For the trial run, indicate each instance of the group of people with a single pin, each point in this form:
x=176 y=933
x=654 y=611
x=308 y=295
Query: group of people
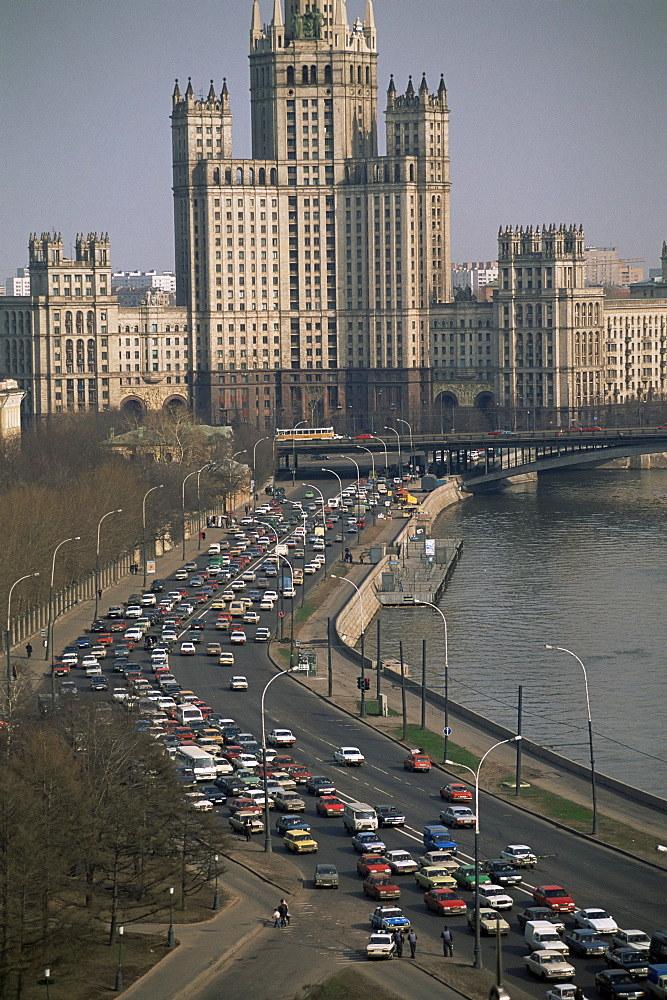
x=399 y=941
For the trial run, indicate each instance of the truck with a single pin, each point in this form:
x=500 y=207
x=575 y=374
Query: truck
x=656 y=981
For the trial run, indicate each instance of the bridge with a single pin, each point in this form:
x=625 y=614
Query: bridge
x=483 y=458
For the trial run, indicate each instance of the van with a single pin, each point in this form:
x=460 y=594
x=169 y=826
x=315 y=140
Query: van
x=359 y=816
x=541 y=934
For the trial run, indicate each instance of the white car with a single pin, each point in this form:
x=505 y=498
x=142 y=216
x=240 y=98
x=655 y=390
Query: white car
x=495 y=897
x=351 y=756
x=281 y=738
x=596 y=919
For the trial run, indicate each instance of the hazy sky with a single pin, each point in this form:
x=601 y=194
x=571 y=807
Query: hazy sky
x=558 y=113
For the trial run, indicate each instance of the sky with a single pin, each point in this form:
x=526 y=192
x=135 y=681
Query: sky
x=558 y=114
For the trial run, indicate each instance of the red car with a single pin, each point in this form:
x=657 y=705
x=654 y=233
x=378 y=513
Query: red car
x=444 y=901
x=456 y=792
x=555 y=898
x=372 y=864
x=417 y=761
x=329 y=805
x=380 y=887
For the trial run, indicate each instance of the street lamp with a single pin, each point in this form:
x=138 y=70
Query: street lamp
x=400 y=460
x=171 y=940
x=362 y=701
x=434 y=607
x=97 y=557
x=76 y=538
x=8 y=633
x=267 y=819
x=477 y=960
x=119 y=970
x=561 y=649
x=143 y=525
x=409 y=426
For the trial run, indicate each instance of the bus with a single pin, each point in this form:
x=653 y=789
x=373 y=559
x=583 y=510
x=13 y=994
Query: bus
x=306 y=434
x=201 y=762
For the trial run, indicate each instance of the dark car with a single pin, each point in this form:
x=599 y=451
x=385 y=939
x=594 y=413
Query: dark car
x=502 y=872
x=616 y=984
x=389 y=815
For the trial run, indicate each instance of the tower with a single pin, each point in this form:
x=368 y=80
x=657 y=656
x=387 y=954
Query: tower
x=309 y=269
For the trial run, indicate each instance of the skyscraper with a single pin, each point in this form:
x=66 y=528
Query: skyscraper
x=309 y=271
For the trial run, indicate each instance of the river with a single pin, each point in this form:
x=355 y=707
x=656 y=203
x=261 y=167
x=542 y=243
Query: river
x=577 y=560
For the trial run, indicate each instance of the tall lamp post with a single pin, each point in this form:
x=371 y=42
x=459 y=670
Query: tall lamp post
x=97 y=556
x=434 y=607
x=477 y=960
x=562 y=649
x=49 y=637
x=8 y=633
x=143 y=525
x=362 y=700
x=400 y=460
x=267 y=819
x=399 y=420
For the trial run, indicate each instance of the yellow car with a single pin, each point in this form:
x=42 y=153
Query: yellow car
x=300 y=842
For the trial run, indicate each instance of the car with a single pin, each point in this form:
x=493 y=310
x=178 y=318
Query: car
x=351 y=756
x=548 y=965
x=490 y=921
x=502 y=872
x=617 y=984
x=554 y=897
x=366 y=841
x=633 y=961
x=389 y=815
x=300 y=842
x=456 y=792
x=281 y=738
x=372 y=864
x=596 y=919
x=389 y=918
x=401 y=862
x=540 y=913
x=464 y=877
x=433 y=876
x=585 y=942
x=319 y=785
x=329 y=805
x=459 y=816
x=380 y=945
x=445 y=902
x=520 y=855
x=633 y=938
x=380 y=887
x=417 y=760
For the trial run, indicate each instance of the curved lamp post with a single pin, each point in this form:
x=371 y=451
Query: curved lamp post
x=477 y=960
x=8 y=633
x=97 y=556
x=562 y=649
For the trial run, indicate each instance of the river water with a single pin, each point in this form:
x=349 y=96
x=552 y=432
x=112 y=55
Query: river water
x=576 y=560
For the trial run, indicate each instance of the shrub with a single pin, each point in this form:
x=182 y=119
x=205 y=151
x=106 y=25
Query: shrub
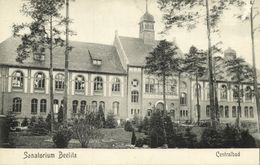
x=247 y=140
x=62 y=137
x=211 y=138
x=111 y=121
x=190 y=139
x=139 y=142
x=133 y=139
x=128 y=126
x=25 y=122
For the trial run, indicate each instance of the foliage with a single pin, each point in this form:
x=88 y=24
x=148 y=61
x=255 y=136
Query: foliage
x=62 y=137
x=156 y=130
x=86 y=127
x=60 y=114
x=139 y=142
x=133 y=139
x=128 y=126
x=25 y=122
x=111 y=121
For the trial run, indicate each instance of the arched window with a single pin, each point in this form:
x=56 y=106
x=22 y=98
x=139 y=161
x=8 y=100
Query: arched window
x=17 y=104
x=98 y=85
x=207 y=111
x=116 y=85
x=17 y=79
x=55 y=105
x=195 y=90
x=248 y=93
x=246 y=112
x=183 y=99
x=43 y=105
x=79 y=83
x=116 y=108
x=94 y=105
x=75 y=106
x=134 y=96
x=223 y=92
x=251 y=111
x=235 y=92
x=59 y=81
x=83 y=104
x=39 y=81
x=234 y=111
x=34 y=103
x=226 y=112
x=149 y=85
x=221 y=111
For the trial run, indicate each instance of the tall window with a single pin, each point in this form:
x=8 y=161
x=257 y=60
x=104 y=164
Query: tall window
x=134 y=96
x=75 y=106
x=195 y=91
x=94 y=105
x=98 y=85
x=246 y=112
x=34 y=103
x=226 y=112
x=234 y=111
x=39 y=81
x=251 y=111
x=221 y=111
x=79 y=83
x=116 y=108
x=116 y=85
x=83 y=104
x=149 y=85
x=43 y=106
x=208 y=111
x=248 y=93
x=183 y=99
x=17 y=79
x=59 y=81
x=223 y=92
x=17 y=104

> Exercise details: When you print the entries, keep every line exactly as it is and drop the pictures.

> Task solution:
For the trial run, indicate each instance of the group of people with a single pin, each point in this form:
x=176 y=933
x=654 y=611
x=308 y=295
Query: group of people
x=399 y=941
For the trial run, indicate each instance of the truck with a single pin, each point in this form:
x=500 y=207
x=575 y=374
Query: truck
x=656 y=981
For the trial run, indicate each instance of the bridge with a single pin, each point in this form:
x=625 y=614
Query: bridge
x=483 y=458
For the trial run, indicate each instance of the van with a single pin, each point in this form:
x=460 y=594
x=169 y=826
x=315 y=140
Query: van
x=359 y=816
x=541 y=934
For the trial run, indicate each instance of the white car with a single pin, each point in this form:
x=505 y=498
x=142 y=216
x=240 y=98
x=655 y=390
Query: white car
x=495 y=897
x=351 y=756
x=281 y=738
x=596 y=919
For the trial run, indicate each instance of the hazy sky with a single pin, each point in this form:
x=601 y=194
x=571 y=807
Query: hazy sky
x=558 y=113
For the trial run, indicate each instance of the sky with a single pin, each point in this form:
x=526 y=192
x=135 y=681
Query: sky
x=558 y=114
For the trial run, indicate each instance of the red car with a single pin, each point in this form:
x=657 y=705
x=654 y=233
x=378 y=513
Query: red car
x=444 y=901
x=456 y=792
x=555 y=898
x=372 y=864
x=417 y=761
x=329 y=805
x=380 y=887
For the trial run, indicate each instance of the street lamp with a single pin, each point in this form:
x=138 y=70
Query: street lamp
x=400 y=460
x=171 y=940
x=362 y=701
x=434 y=607
x=97 y=557
x=76 y=538
x=8 y=633
x=267 y=819
x=477 y=960
x=119 y=970
x=561 y=649
x=143 y=525
x=409 y=426
For the trial run, indicate each instance of the bus with a single pin, each point in this form:
x=653 y=789
x=373 y=559
x=583 y=510
x=13 y=994
Query: bus
x=306 y=434
x=201 y=762
For the trial run, indicate each instance of the dark car with a single pin, each point in this form:
x=599 y=451
x=385 y=939
x=594 y=413
Query: dark car
x=502 y=872
x=616 y=984
x=389 y=815
For the trial run, indicate each instance of the tower with a single pin, each point in this form:
x=368 y=80
x=657 y=656
x=387 y=954
Query: tower
x=309 y=269
For the trial run, indicate each instance of the skyscraper with a single pin, each point in this form:
x=66 y=528
Query: skyscraper
x=309 y=271
For the trial run, indicate each instance of the river with a single pin, each point in this form:
x=355 y=707
x=656 y=203
x=261 y=167
x=542 y=243
Query: river
x=577 y=560
For the trial run, indicate each instance of the tall lamp post with a single pin, each point in this form:
x=371 y=42
x=459 y=670
Query: tall lamp post
x=97 y=556
x=434 y=607
x=477 y=960
x=562 y=649
x=49 y=637
x=8 y=633
x=143 y=525
x=362 y=700
x=400 y=460
x=267 y=819
x=399 y=420
For the trial run, indicate each instance of the yellow car with a single pin, each point in this form:
x=42 y=153
Query: yellow car
x=300 y=842
For the trial run, indicate each instance of the car with a single pin, each point in this form:
x=493 y=310
x=178 y=318
Query: car
x=351 y=756
x=548 y=965
x=490 y=921
x=502 y=872
x=617 y=984
x=554 y=897
x=366 y=841
x=633 y=961
x=389 y=815
x=300 y=842
x=456 y=792
x=281 y=738
x=372 y=864
x=596 y=919
x=389 y=918
x=401 y=862
x=540 y=913
x=464 y=877
x=433 y=876
x=585 y=942
x=319 y=785
x=329 y=805
x=459 y=816
x=380 y=945
x=445 y=902
x=520 y=855
x=633 y=938
x=380 y=887
x=417 y=760
For the trial run, indicate each instance of the curved lamp post with a single pin, each point in this form:
x=371 y=451
Query: curved lamp post
x=477 y=960
x=8 y=633
x=97 y=556
x=562 y=649
For the trial run, indicate each instance of the river water with a single pin, each point in this form:
x=349 y=96
x=552 y=432
x=112 y=55
Query: river water
x=576 y=560
For the trial run, indicate each instance of the shrub with a single pin, each point in this form:
x=182 y=119
x=205 y=151
x=106 y=25
Query: shrub
x=247 y=140
x=62 y=137
x=211 y=138
x=111 y=121
x=190 y=139
x=139 y=142
x=133 y=139
x=128 y=126
x=25 y=122
For the trial run, indicate each instance of the foliage with a single pin, each point in this form:
x=88 y=24
x=148 y=61
x=255 y=136
Query: foliage
x=62 y=137
x=156 y=130
x=86 y=127
x=60 y=114
x=139 y=142
x=133 y=139
x=128 y=126
x=25 y=122
x=111 y=121
For the trial run, indicate each instance of the arched window with a single pin, each point in this form:
x=56 y=106
x=22 y=98
x=139 y=161
x=8 y=100
Query: arched window
x=17 y=104
x=98 y=85
x=207 y=111
x=116 y=85
x=17 y=79
x=55 y=105
x=195 y=90
x=248 y=93
x=246 y=112
x=183 y=99
x=43 y=105
x=79 y=83
x=116 y=108
x=94 y=105
x=75 y=106
x=134 y=96
x=223 y=92
x=251 y=111
x=235 y=92
x=59 y=81
x=83 y=104
x=39 y=81
x=234 y=111
x=34 y=103
x=226 y=112
x=149 y=85
x=221 y=111
For the trial run, indicate each instance of the tall window with a single pin, each point in this form:
x=8 y=161
x=257 y=60
x=104 y=164
Query: tall window
x=134 y=96
x=75 y=106
x=195 y=91
x=94 y=105
x=98 y=85
x=246 y=112
x=34 y=103
x=226 y=112
x=234 y=111
x=39 y=81
x=251 y=111
x=221 y=111
x=79 y=83
x=116 y=108
x=116 y=85
x=83 y=104
x=149 y=85
x=43 y=106
x=208 y=111
x=248 y=93
x=183 y=99
x=17 y=79
x=59 y=81
x=223 y=92
x=17 y=104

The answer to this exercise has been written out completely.